## Data provided
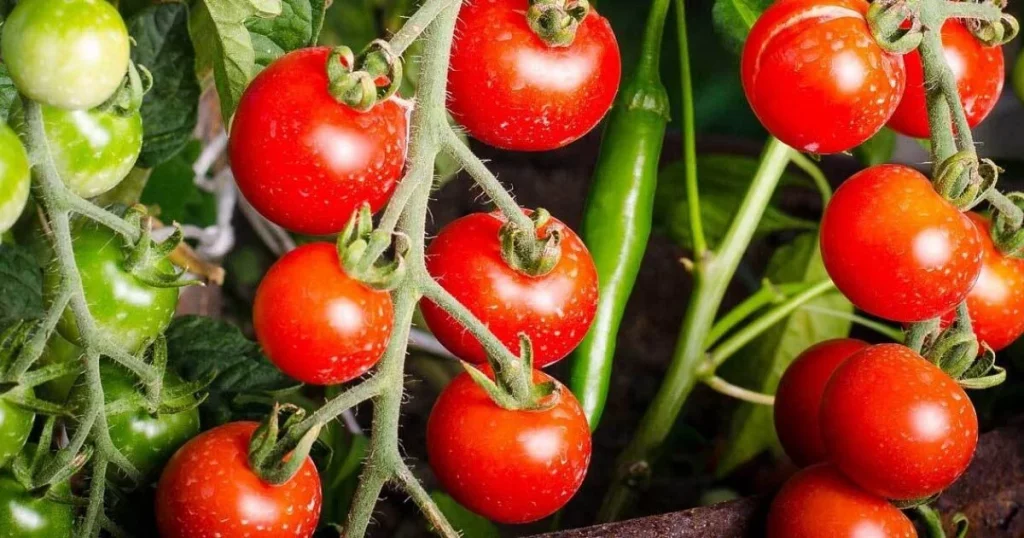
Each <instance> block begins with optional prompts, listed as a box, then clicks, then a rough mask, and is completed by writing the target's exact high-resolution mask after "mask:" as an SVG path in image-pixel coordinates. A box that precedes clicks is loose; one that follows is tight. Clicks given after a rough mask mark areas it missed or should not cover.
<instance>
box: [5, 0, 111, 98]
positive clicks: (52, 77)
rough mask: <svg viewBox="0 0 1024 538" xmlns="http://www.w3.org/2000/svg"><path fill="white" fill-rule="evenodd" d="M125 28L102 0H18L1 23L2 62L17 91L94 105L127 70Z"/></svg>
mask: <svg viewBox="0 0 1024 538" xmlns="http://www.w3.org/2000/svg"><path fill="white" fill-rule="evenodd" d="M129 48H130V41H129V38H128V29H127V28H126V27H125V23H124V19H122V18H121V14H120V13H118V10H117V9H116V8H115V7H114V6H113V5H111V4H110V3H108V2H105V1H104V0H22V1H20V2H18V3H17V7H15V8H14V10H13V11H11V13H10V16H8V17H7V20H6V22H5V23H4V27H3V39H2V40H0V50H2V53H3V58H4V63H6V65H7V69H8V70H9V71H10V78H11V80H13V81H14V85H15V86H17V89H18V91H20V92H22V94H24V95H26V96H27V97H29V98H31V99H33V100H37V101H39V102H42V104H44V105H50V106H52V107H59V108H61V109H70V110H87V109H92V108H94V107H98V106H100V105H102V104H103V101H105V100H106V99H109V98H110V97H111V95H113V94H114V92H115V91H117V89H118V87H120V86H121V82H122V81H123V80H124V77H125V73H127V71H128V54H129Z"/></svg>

## What the task asks
With the pictures stripped out, return each record word for word.

## The answer
Each <instance> block begins with optional prompts, listed as a box, then clicks, then a rough mask, and is completed by writing the target's exact high-resolution mask after "mask:" as an SVG path in image-pixel coordinates. A box that precedes clicks is loose; one that follows is tight. Clicks given after a rough mask mark areas it missed or should not cover.
<instance>
box: [5, 0, 111, 98]
positive clicks: (52, 77)
rough mask: <svg viewBox="0 0 1024 538" xmlns="http://www.w3.org/2000/svg"><path fill="white" fill-rule="evenodd" d="M125 28L102 0H18L1 23L2 62L17 91L94 105L127 70Z"/></svg>
mask: <svg viewBox="0 0 1024 538" xmlns="http://www.w3.org/2000/svg"><path fill="white" fill-rule="evenodd" d="M129 48H130V41H129V38H128V29H127V28H126V27H125V23H124V19H122V18H121V14H120V13H118V10H117V9H116V8H115V7H114V6H113V5H111V4H110V3H108V2H105V1H104V0H22V1H20V2H18V3H17V7H15V8H14V10H13V11H11V13H10V16H8V17H7V20H6V22H5V23H4V27H3V39H2V40H0V50H2V53H3V58H4V63H6V65H7V69H8V70H9V71H10V78H11V80H13V81H14V85H15V86H17V89H18V91H20V92H22V94H24V95H26V96H27V97H29V98H31V99H33V100H37V101H39V102H42V104H44V105H50V106H52V107H59V108H61V109H70V110H87V109H92V108H94V107H98V106H100V105H102V104H103V101H105V100H106V99H109V98H110V97H111V95H113V94H114V92H115V91H117V89H118V87H120V86H121V82H122V81H123V80H124V77H125V73H127V71H128V54H129Z"/></svg>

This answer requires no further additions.